## What this task involves:
Rewrite in full the items from the line containing "One pin per instance of the tree, set" (inclusive) through the end of the items. Multiply each coordinate in the answers by 1.3 and round it to a whole number, rounding halves up. Leave all other coordinates unchanged.

## START Records for the exercise

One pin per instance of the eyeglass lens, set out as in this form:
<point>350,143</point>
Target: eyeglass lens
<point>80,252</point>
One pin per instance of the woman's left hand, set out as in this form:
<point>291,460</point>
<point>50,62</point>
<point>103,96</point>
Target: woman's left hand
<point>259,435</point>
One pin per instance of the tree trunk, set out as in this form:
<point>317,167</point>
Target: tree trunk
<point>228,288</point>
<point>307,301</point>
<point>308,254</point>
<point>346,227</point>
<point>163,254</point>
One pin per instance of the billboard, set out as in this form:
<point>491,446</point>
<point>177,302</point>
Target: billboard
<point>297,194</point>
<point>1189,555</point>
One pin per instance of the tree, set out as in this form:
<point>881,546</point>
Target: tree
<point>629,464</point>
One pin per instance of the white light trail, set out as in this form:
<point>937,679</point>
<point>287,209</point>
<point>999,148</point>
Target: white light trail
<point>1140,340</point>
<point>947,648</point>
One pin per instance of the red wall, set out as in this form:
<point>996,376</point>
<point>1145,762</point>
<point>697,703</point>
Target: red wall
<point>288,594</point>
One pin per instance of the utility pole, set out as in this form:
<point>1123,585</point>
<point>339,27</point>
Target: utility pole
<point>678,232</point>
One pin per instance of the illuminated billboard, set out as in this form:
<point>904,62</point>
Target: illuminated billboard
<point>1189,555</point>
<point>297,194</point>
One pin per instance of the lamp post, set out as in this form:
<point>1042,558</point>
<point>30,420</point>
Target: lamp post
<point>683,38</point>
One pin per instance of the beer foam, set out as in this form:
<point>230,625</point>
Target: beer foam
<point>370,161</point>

## END Records for the exercise

## Response to the task:
One pin per instance of the tree, set out as in this form:
<point>881,546</point>
Target: tree
<point>818,603</point>
One pin per instance of the white light trail, set out as in this form:
<point>937,679</point>
<point>287,209</point>
<point>999,148</point>
Target: white light trail
<point>1482,442</point>
<point>1231,842</point>
One pin per instance of the red wall, set out as in this form:
<point>996,376</point>
<point>1145,762</point>
<point>697,703</point>
Target: red wall
<point>374,772</point>
One pin per instance of the utility pole, set out as in this form:
<point>1123,585</point>
<point>339,27</point>
Target: utility pole
<point>881,302</point>
One pin per instance of the illuminated billboard, set out as in this form:
<point>904,62</point>
Target: illuminated billboard
<point>1546,722</point>
<point>386,252</point>
One pin per instance of the lamp post, set out as in this form:
<point>1042,558</point>
<point>30,420</point>
Target: lamp post
<point>888,49</point>
One pin per instance of the beer foam, set out as in this form:
<point>230,625</point>
Target: beer foam
<point>481,209</point>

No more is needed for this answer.